--- Exercise directions ---
With the pictures left out, restate every entry word for word.

--- Data listing ---
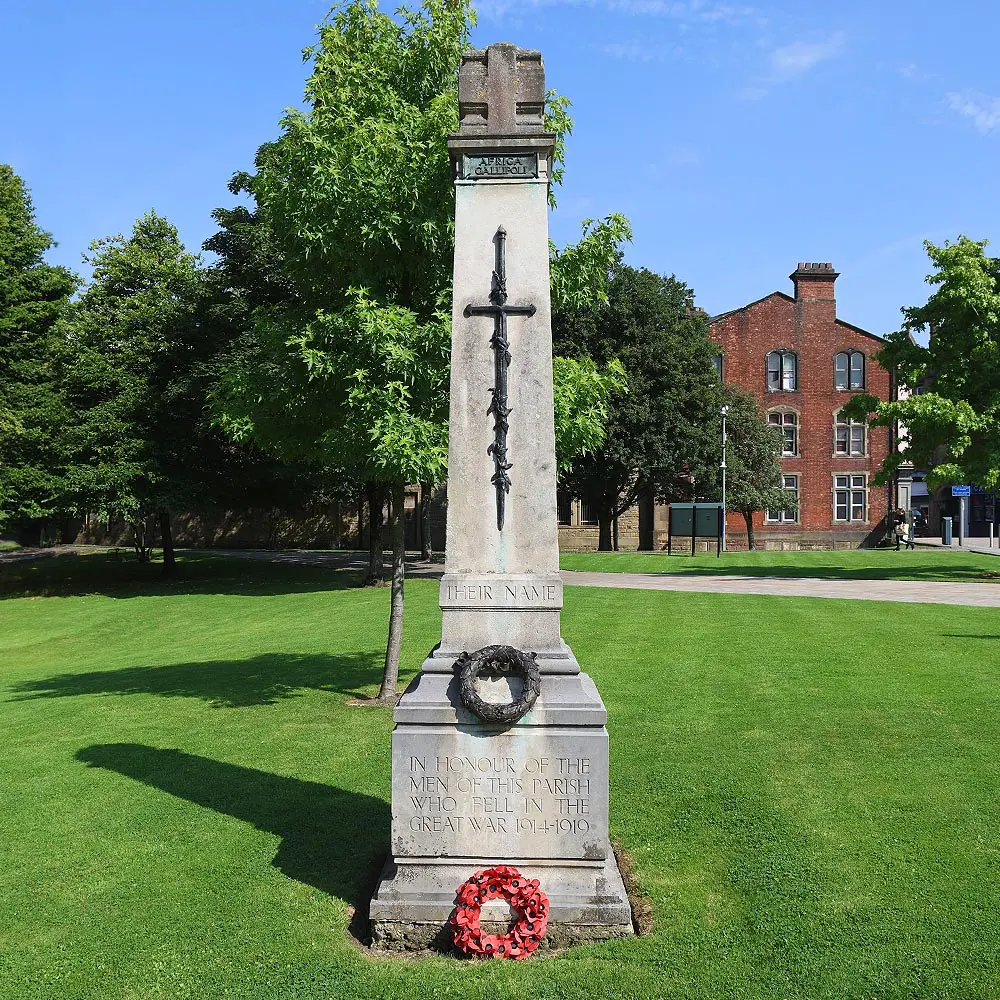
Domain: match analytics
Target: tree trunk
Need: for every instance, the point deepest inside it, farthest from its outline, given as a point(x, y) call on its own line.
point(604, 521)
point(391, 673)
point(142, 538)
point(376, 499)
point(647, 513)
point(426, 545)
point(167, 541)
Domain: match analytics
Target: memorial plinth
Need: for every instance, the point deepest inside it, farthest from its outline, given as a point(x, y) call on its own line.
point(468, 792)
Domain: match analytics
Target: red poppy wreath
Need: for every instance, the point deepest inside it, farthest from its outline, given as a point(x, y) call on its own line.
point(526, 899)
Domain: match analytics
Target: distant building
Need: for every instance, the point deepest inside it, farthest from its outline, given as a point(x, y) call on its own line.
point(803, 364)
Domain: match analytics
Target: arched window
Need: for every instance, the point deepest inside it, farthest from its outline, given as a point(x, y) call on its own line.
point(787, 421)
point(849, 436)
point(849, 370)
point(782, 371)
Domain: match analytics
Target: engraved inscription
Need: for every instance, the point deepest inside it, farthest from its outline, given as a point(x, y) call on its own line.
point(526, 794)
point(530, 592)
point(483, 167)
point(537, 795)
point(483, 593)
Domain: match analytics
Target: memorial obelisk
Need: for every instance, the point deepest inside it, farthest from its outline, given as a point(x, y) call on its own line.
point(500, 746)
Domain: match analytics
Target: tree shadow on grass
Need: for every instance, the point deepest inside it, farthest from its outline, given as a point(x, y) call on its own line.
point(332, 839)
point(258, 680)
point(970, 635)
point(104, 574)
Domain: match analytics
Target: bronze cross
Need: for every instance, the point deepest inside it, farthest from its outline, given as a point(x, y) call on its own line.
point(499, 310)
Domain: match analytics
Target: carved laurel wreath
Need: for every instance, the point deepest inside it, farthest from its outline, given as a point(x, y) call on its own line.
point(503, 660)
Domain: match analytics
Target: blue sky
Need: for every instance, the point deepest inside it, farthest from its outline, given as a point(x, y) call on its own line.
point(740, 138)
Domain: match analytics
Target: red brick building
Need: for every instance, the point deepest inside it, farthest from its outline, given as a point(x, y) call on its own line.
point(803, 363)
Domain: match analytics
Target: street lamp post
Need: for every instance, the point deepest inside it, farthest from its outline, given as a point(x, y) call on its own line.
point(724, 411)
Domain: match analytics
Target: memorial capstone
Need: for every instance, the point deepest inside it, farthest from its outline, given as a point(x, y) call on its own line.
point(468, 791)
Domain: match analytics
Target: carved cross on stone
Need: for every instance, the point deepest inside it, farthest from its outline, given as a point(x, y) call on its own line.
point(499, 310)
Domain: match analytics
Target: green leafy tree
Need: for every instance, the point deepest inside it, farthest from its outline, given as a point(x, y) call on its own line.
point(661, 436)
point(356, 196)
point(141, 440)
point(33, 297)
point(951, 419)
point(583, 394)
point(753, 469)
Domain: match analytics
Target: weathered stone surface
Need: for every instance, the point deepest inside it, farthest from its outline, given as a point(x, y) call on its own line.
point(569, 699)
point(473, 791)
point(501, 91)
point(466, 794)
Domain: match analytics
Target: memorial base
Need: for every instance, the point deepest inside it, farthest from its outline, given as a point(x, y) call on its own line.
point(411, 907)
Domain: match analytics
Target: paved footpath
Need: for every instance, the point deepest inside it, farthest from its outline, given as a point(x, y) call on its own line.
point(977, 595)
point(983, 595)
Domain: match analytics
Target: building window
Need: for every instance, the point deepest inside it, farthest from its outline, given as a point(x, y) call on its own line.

--- Expected output ---
Domain: match analytics
Target: tree trunk
Need: for every instance, the point deepest inside it, farthest from its outline, given as a point(x, y) call on its own line.
point(604, 521)
point(391, 673)
point(142, 538)
point(376, 499)
point(647, 513)
point(426, 545)
point(167, 541)
Domain: match analytics
Target: memorial plinth
Need: for every instance, the point deepest inside it, farthest from its outline, given as a point(x, y) call on its own line.
point(468, 792)
Domain: match analytics
Target: red poppy wreath
Need: for every instance, the point deepest inside it, farthest from its outline, given as a point(x, y) call on its own line.
point(526, 899)
Domain: match analytics
Target: distant building
Need: for every instance, the point deepest inside it, farthest from its outline, given as a point(x, y) call on its own line.
point(803, 364)
Domain: match analytics
Target: arched window
Need: for every instance, the point deepest inside it, farthest from its outline, given as a point(x, y) call on its own line.
point(787, 421)
point(849, 436)
point(849, 370)
point(782, 371)
Domain: match analytics
Target: engraved inscription
Need: for every instance, the point deepest inside it, farthest from its outline, given as a point(x, y) call on its own line.
point(526, 794)
point(530, 592)
point(483, 167)
point(537, 795)
point(483, 593)
Domain: match analytics
Target: memorial obelisk
Need: for every instance, the point deepest inside it, farthest from its outline, given as a point(x, y) call on its own line.
point(500, 746)
Domain: match analytics
Target: tree shadow on grass
Need: for every instance, the point deepest inside it, farthest from its outline, given as a point(x, y) call on its own line.
point(332, 839)
point(258, 680)
point(970, 635)
point(104, 574)
Domain: match analytics
Target: bronze cross
Need: for every instance, the point deepest inside it, farthest from its outline, given as a point(x, y) call on its own line.
point(499, 310)
Domain: match analytics
Target: carved laurel wreath
Need: for every instance, the point deepest inside it, farthest from its outline, given as a point(x, y) call on its own line.
point(503, 660)
Domain: match analytics
Target: blue sky
Need: for every instance, the point deepest inside it, farthest from its outline, given as a point(x, y) call on its own line.
point(740, 138)
Domain: match analytics
Target: red brick building
Need: for every instance, the point deepest inside it, farthest from its outline, given as a point(x, y) call on its own line.
point(803, 363)
Domain: match analytics
Target: street lamp post
Need: for every instance, the point deepest inside it, farthest from its outline, given as a point(x, y) call on its own line.
point(724, 411)
Domain: match analytics
Target: memorial capstone
Need: for every instance, the point deepest inside it, farthest from its outline, given as a point(x, y) call on its own line.
point(468, 791)
Domain: match analytics
Target: carved cross on stone
Need: for every instance, the point deepest inside it, farthest from its outline, given as a point(x, y) call on its own line.
point(499, 310)
Domain: match analytics
Target: green leafy tree
Need: for every instance, the point deepest inside it, farthest from its outline, given as a point(x, y) call on its own line.
point(661, 436)
point(356, 196)
point(141, 440)
point(33, 297)
point(951, 419)
point(583, 394)
point(753, 469)
Domain: match analytics
Target: weathered stone surface
Need: for every instance, the point deepest inside it, farthest from its outline, given as a point(x, y) call on its own line.
point(569, 699)
point(473, 791)
point(501, 91)
point(466, 794)
Domain: match analytics
Target: memorial base
Need: for every instance, the point deepest inside it, farthest from its outline, given as a point(x, y) call on its own line.
point(411, 907)
Domain: match analytics
Target: paved footpath
Need: for every instance, the point deepest inside it, farthest from its outline, given as a point(x, y) call on its own line.
point(977, 595)
point(983, 595)
Domain: match analytics
Target: building window
Need: for every instance, the point deepest inside it, farthest from its outline, given as a point(x, y) call on its own line.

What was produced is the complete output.